# [DATA MASUKAN]
──────────

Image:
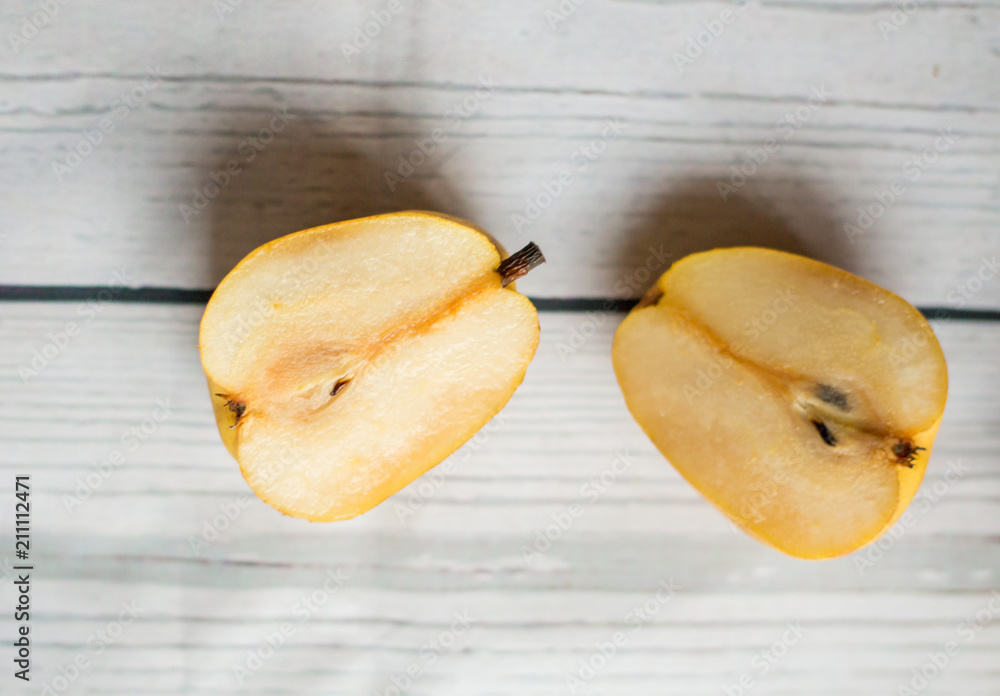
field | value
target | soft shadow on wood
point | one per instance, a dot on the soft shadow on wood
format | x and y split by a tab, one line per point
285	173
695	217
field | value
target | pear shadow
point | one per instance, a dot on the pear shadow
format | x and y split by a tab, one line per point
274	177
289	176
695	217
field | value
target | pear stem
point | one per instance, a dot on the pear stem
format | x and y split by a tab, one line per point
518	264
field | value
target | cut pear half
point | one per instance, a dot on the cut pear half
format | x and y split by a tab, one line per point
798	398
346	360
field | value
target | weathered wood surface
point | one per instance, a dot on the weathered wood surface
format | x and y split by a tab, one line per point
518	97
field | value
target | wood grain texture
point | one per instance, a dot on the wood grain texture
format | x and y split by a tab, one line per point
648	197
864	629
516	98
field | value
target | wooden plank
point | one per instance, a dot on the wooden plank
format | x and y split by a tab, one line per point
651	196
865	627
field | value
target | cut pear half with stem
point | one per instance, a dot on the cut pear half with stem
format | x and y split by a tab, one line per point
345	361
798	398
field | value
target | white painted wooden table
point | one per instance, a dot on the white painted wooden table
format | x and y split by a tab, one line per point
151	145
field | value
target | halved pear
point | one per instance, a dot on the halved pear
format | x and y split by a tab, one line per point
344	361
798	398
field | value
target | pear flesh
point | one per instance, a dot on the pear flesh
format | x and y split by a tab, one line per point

──────────

# [YANG AKAN DIKERJAKAN]
Ketik ulang seluruh data di atas baris demi baris tanpa mengubah apa pun, tetapi jangan sertakan gambarnya.

# [HASIL TUGAS]
Image:
field | value
target | soft shadow on wood
point | one per instance, a dot on the soft shadow on wood
format | x and y split by a tab, one line per point
285	173
695	217
field | value
target | pear shadow
point | one per instance, a dot on the pear shadow
format | x and y split by a tab, one line per point
274	177
289	176
695	217
field | value
target | pear stem
point | one per instance, a dot on the pear stem
format | x and y split by a tab, one line per point
518	264
field | value
target | cut pear half
point | one per instance, a dot on the cut pear half
format | x and y split by a tab, one line per point
798	398
346	360
field | value
target | weathered wood surface
point | one per instance, a dot on the weathered wood surface
format | x and y split by a tab, one line per point
518	97
field | value
target | wood grain texture
point | one per instance, a dot on the wood grain texture
format | x and y split by a tab, one line per point
648	197
864	629
516	98
field | value
target | wooden plank
point | one per instance, a dot on the wooden plank
format | x and y split by a tab, one line per point
651	196
865	627
field | value
target | cut pear half with stem
point | one per instance, a dot on the cut pear half with stem
format | x and y split by a tab, one line per point
345	361
798	398
field | value
target | white painted wooden table
point | one per instance, a dot on the white painted wooden table
format | x and y split by a tab, one line per point
151	145
field | value
target | halved pear
point | one per instance, a dot on the halved pear
format | x and y split by a tab, one line per point
344	361
798	398
field | value
target | pear flesh
point | one per instance, a dot on the pear flesh
format | x and y split by a tab, one line per point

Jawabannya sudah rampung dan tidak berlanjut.